- BRIEF -
Write out every line from the one containing "[point] every instance of the green weed" down to the end of the records as a numbered list, omitting blank lines.

====== RECORD LIST

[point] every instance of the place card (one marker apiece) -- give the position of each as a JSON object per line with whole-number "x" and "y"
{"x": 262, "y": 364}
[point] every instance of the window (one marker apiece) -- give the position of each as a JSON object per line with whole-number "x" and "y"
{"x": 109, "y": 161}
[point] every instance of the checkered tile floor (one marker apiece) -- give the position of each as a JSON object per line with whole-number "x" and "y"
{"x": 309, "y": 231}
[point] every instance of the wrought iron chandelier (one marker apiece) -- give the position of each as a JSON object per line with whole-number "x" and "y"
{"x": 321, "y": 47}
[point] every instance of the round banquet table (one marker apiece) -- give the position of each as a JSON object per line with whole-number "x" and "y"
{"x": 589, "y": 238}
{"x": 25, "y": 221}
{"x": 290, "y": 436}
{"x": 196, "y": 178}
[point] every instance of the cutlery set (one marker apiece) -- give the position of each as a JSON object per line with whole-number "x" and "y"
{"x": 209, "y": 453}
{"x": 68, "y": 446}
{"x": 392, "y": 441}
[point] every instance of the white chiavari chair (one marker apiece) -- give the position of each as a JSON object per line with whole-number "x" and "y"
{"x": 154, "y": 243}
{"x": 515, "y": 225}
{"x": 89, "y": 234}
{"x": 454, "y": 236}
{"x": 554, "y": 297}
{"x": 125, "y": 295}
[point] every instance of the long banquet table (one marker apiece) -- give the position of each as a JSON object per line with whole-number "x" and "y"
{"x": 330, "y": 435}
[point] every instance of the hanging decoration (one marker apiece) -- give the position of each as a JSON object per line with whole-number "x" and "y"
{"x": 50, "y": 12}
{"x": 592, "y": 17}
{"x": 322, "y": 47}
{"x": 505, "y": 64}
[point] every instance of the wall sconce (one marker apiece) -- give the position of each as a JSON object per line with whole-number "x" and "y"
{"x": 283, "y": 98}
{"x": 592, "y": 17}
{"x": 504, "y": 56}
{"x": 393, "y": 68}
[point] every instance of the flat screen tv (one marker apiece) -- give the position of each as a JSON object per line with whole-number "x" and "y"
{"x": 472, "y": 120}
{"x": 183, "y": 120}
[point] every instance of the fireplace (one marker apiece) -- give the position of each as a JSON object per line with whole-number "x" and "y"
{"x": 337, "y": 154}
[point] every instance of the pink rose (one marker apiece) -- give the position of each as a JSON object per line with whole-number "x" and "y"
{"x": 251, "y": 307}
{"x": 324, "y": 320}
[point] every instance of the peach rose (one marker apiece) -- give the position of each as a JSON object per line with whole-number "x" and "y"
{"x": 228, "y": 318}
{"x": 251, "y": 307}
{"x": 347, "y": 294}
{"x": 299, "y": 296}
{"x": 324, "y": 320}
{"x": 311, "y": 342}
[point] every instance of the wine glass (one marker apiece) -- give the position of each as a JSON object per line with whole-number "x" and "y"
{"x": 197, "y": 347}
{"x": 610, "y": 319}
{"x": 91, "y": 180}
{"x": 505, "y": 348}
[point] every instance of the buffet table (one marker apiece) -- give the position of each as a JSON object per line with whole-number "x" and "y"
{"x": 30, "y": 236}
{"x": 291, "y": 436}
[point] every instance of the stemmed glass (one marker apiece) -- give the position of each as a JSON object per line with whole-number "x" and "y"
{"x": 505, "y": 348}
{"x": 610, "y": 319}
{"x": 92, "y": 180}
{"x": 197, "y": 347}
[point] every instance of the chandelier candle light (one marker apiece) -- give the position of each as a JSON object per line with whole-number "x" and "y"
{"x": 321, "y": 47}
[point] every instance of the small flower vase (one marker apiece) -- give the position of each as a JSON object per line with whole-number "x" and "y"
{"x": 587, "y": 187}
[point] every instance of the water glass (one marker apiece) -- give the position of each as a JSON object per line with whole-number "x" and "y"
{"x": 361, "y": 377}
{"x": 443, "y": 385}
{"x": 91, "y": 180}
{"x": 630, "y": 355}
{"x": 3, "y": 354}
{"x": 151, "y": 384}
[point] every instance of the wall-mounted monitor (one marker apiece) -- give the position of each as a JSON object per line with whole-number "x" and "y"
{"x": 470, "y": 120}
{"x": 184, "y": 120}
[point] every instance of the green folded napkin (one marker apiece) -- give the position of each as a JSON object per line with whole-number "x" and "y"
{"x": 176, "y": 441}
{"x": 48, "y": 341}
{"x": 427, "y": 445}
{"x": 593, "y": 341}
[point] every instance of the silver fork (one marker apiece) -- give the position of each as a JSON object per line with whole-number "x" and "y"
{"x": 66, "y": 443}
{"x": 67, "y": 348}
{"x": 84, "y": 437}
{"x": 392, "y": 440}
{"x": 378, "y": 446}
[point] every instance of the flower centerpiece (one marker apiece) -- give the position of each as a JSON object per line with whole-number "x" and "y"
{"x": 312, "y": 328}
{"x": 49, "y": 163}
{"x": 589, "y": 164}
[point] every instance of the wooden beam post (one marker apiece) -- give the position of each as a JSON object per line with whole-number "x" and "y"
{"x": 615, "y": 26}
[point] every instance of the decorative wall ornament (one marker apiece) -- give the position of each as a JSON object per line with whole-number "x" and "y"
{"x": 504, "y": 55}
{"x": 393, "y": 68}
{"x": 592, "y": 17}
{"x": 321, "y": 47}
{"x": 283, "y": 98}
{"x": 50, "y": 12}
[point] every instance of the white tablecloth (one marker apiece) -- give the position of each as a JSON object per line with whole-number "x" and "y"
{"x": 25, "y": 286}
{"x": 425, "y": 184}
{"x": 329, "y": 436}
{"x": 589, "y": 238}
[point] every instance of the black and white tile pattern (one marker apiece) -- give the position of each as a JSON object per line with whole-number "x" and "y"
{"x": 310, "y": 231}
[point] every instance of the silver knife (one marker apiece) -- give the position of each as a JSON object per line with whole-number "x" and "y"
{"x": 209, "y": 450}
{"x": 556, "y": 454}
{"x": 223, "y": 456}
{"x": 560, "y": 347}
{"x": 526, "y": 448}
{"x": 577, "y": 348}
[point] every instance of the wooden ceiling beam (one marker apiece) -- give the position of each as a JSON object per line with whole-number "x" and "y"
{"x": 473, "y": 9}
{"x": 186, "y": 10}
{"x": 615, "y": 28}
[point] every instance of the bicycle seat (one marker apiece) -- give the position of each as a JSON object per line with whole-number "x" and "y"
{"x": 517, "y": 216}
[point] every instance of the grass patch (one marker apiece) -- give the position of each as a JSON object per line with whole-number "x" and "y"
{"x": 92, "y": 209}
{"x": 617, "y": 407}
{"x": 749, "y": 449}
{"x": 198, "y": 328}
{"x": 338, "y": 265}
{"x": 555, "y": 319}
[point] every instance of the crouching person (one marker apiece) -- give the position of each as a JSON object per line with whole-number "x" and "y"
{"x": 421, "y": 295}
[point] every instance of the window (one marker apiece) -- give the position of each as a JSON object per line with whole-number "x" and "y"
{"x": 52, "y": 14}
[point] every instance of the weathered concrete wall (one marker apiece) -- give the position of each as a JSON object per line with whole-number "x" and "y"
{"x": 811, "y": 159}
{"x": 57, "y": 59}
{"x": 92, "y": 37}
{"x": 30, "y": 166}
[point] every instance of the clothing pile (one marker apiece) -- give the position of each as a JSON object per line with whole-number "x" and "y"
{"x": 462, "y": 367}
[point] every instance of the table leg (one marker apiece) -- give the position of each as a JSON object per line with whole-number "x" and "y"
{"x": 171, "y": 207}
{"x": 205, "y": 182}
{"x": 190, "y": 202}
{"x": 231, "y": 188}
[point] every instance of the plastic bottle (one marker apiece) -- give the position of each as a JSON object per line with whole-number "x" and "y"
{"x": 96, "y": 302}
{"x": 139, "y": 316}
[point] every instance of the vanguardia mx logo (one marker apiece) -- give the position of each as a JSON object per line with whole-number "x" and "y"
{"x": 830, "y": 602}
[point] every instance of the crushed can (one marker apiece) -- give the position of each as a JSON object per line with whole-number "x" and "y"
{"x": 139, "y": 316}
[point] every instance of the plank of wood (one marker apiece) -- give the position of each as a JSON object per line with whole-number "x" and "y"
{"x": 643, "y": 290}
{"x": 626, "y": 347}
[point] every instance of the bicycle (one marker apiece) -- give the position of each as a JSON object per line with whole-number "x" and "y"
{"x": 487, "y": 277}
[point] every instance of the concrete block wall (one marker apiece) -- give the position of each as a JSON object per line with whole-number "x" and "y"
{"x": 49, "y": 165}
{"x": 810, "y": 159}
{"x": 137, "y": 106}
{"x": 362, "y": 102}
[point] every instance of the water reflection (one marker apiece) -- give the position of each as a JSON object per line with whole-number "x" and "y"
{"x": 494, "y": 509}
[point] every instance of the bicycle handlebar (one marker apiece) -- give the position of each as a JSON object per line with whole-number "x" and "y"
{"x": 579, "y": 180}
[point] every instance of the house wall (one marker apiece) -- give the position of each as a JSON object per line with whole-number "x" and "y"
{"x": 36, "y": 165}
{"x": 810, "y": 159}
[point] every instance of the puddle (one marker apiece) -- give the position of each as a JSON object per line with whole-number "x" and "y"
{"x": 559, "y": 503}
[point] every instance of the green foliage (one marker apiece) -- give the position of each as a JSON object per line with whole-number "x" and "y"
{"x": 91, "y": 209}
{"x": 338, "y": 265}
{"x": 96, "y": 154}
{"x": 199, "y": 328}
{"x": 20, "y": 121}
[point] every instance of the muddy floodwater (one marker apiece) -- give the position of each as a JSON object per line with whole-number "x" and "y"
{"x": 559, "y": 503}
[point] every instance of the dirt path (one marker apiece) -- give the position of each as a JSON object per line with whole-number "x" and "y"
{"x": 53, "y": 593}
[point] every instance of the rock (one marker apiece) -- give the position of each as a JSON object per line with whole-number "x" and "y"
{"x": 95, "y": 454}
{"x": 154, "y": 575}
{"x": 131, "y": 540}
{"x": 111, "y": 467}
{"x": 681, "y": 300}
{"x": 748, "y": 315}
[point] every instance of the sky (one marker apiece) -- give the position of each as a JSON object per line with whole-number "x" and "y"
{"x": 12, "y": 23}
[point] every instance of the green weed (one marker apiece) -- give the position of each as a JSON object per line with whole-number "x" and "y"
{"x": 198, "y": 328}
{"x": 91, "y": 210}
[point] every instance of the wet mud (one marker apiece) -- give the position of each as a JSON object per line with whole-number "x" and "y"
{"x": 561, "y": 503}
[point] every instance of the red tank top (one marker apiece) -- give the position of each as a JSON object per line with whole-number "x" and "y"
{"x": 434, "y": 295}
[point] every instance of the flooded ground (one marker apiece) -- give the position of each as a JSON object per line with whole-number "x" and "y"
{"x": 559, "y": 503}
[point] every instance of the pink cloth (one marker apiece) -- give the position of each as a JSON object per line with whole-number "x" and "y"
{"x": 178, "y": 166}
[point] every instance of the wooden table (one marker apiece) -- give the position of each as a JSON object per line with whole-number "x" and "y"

============

- CORRECT OUTPUT -
1. [point] every instance of the green weed (one marker apiece) -- give the position of each as a JSON object per line with whole-number "x" and "y"
2. {"x": 198, "y": 328}
3. {"x": 91, "y": 210}
4. [point] every instance of the wet mud (one marker apiece) -- give the position of each as a JSON object per line with whole-number "x" and "y"
5. {"x": 561, "y": 503}
6. [point] every instance of the red tank top (one marker apiece) -- give the position of each as a JSON object per line with whole-number "x" and "y"
7. {"x": 434, "y": 295}
8. [point] every instance of the flooded ground (one marker apiece) -- give the position of each as a JSON object per line with whole-number "x" and "y"
9. {"x": 559, "y": 503}
10. [point] every instance of the pink cloth (one marker apiece) -- give the position of each as a JSON object per line with whole-number "x" and "y"
11. {"x": 178, "y": 166}
12. [point] every instance of the wooden table (one marker apiece) -- give the position of each as a JSON object per line with whole-number "x" and "y"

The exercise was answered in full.